# What you need to do
Rewrite the entries from the line containing "look for white bathrobe" to the line containing "[5,36,86,220]" as a Markdown table with the columns No. and Text, numbering each line and omitting blank lines.

# Data rows
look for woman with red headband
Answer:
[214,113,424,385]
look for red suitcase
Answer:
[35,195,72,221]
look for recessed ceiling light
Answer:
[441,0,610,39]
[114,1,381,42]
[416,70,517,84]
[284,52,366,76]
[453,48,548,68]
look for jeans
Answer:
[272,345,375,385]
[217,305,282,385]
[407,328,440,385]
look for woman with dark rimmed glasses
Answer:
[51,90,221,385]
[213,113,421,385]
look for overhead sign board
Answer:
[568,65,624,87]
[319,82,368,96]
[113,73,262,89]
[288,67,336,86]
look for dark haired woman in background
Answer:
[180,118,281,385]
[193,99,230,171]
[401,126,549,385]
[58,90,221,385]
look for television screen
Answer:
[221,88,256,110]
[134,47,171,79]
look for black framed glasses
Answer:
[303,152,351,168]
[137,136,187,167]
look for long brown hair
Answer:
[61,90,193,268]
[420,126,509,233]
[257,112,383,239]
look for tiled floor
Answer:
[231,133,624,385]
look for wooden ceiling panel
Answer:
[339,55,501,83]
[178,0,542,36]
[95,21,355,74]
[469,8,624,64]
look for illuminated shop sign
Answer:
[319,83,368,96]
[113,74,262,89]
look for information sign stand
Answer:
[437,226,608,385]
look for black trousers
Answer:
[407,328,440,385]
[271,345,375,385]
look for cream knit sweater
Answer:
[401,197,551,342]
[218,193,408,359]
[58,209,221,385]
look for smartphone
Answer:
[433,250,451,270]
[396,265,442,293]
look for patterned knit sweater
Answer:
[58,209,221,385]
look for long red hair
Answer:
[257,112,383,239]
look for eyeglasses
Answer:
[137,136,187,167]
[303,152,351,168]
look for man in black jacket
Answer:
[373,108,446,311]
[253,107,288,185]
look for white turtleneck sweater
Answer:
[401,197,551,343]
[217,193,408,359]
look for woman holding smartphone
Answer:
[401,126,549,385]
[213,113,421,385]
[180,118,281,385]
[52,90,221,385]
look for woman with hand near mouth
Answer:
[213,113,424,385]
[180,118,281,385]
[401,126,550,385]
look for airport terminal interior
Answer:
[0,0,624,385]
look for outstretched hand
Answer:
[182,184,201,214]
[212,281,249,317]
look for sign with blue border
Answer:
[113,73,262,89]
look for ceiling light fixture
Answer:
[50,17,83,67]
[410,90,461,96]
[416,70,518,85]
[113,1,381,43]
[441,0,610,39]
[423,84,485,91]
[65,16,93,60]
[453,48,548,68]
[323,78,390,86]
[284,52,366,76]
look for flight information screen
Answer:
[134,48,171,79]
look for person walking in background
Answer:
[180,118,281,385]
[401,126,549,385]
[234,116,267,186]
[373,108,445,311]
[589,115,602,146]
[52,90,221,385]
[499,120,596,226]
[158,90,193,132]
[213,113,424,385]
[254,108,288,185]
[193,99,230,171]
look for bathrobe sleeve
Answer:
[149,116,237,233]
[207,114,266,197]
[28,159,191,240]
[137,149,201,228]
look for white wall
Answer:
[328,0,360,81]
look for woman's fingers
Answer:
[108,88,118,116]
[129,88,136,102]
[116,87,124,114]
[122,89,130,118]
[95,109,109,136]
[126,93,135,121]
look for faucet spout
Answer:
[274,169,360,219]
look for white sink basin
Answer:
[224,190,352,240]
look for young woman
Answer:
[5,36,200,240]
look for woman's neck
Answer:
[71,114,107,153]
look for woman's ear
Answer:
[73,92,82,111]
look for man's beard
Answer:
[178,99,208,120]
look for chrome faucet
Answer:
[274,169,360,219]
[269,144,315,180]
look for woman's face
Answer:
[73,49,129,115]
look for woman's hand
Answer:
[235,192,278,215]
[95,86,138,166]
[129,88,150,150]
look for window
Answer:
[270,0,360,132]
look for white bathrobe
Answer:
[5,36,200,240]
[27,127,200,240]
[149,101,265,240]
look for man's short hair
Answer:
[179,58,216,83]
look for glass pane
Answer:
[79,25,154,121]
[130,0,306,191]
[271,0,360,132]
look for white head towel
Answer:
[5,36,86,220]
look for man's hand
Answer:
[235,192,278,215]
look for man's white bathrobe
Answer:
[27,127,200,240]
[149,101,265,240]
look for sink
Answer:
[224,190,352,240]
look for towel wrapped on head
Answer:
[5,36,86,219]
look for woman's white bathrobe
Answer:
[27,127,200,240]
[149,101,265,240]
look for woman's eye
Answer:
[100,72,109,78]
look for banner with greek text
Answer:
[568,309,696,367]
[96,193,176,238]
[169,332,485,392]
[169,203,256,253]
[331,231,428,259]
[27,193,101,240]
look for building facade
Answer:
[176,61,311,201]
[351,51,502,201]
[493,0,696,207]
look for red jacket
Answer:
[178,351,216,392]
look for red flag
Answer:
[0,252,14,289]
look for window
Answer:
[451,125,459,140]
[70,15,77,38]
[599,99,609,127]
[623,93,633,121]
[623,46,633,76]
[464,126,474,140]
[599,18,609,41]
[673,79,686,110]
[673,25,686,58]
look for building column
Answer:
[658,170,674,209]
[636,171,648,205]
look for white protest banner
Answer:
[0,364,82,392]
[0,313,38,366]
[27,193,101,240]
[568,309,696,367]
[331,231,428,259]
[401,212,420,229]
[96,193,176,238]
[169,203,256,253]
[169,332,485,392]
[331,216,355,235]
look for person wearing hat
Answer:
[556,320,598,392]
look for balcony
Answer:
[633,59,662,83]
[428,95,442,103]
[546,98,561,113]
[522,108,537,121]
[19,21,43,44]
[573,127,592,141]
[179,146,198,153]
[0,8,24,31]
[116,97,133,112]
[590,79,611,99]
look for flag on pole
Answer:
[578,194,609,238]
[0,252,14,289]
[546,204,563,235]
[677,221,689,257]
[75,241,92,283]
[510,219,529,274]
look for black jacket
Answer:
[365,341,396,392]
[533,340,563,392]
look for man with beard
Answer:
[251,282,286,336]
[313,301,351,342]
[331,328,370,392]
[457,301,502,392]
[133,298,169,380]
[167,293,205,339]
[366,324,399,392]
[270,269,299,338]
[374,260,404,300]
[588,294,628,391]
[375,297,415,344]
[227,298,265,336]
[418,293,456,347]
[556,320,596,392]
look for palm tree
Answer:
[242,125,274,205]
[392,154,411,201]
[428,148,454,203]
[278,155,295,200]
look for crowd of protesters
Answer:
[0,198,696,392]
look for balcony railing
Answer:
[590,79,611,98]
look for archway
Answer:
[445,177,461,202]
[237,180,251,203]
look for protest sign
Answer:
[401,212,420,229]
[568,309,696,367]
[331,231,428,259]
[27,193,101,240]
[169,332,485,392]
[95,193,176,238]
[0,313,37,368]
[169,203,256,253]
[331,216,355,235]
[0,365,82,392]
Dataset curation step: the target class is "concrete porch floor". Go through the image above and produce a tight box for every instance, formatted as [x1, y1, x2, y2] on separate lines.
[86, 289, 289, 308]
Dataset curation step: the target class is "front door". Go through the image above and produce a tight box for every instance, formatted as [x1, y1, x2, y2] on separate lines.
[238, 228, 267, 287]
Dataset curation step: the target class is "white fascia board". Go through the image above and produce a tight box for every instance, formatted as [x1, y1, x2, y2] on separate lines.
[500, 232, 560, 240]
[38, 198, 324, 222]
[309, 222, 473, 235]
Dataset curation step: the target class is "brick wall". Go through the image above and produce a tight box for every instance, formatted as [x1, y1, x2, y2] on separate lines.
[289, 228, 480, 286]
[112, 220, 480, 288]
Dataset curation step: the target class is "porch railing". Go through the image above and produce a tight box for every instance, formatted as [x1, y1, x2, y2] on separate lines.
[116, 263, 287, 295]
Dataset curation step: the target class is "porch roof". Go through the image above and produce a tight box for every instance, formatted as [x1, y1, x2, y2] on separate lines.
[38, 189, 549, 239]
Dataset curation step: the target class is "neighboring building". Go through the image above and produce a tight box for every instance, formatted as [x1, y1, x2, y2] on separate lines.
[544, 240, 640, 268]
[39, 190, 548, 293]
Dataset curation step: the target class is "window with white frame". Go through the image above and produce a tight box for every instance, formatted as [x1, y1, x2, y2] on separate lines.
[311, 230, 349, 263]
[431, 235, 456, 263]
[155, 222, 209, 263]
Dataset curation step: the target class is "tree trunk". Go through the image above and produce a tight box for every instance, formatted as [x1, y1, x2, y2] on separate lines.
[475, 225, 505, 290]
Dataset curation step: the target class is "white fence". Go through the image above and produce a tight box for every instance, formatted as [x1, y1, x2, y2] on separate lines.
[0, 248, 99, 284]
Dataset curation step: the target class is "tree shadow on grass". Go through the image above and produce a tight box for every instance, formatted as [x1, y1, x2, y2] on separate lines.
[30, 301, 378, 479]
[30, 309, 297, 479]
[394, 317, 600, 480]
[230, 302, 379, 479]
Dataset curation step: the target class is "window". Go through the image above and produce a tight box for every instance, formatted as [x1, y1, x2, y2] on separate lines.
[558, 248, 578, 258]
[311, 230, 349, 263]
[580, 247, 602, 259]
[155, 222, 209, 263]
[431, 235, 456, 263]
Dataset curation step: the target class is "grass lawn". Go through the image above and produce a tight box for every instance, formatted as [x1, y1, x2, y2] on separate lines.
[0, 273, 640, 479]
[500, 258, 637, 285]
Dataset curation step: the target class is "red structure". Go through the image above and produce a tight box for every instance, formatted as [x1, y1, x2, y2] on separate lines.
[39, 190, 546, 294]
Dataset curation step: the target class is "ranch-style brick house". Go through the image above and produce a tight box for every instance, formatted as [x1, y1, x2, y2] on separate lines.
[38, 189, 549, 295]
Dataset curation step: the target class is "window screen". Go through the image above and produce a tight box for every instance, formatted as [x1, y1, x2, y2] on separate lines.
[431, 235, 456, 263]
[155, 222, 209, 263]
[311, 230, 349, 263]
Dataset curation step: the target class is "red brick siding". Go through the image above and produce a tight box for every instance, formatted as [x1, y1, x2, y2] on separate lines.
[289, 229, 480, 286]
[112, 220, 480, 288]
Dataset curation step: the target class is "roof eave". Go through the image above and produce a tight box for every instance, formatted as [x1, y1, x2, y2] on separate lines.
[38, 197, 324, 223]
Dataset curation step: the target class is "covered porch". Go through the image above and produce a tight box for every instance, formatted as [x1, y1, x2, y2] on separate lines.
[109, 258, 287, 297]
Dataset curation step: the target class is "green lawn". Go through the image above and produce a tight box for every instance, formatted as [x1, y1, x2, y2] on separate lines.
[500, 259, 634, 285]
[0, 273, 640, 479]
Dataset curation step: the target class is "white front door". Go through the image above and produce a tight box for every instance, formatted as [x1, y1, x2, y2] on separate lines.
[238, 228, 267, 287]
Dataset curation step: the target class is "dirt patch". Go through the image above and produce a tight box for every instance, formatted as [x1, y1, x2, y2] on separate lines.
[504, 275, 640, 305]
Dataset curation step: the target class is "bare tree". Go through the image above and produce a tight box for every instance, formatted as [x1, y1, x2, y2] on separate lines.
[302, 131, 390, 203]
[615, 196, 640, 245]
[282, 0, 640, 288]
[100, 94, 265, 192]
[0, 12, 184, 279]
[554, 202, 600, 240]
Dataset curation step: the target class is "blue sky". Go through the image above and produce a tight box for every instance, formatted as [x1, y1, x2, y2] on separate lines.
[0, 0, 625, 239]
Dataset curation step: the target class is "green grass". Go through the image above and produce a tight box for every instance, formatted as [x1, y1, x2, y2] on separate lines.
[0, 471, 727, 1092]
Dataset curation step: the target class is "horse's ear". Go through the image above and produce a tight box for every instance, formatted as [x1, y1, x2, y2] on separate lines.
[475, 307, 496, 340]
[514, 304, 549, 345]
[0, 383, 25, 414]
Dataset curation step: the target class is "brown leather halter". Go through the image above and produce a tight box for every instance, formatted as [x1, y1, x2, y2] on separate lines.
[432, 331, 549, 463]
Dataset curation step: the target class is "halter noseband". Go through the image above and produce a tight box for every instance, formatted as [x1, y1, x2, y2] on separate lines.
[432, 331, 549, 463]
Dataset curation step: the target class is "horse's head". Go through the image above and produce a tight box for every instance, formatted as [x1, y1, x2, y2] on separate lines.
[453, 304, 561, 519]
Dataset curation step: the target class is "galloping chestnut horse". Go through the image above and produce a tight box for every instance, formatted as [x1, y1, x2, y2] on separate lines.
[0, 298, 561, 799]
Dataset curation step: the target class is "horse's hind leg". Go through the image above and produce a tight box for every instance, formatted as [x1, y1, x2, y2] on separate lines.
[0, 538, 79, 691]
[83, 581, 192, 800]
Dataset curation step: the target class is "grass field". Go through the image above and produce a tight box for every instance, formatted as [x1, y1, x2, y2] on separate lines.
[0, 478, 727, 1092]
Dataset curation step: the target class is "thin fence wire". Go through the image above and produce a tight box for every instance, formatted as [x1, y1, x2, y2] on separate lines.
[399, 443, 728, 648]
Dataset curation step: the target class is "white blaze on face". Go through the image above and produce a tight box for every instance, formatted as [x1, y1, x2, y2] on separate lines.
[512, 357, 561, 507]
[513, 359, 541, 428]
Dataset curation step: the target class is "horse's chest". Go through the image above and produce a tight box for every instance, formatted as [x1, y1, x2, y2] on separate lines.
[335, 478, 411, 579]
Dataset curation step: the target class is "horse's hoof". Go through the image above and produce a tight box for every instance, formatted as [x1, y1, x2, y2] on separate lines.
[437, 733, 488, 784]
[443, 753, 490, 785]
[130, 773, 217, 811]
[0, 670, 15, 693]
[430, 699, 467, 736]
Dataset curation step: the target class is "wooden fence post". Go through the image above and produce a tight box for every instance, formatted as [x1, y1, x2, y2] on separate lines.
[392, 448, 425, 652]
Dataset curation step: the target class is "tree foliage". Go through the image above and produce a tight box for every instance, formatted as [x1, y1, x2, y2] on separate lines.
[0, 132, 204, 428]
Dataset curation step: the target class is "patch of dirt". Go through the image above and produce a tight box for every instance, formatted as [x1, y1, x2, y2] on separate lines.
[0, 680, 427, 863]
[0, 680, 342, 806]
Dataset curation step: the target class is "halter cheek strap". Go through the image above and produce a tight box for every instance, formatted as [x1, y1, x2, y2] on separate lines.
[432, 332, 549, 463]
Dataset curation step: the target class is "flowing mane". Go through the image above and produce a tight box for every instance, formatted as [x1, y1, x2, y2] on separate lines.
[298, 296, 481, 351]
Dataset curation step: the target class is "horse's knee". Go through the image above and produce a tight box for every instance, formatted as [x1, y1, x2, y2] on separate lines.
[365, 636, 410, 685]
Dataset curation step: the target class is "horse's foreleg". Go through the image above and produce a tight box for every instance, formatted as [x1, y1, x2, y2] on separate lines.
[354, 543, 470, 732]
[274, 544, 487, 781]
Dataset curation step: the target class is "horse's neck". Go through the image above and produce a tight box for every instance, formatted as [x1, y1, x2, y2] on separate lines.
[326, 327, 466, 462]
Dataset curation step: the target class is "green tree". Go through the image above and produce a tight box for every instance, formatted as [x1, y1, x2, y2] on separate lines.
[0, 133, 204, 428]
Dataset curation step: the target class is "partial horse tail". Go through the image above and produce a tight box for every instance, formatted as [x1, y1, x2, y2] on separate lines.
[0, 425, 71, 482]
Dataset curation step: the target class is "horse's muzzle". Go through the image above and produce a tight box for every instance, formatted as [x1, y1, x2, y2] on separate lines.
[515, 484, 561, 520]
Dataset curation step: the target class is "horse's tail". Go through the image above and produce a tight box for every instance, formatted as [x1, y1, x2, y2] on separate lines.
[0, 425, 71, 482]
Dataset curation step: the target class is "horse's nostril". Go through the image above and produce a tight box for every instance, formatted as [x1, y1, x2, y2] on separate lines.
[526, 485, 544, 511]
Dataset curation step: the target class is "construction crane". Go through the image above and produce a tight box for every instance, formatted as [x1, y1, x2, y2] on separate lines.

# Exercise result
| No. | Text |
|---|---|
| 1 | look for white bathrobe |
| 2 | Answer: |
| 3 | [5,36,200,240] |
| 4 | [27,127,200,240] |
| 5 | [149,101,265,240] |
| 6 | look for man's short hair |
| 7 | Answer: |
| 8 | [179,58,216,83] |
| 9 | look for glass pane |
| 10 | Answer: |
| 11 | [79,25,154,121] |
| 12 | [130,0,306,191] |
| 13 | [271,0,360,132] |
| 14 | look for white head towel |
| 15 | Answer: |
| 16 | [5,36,86,220] |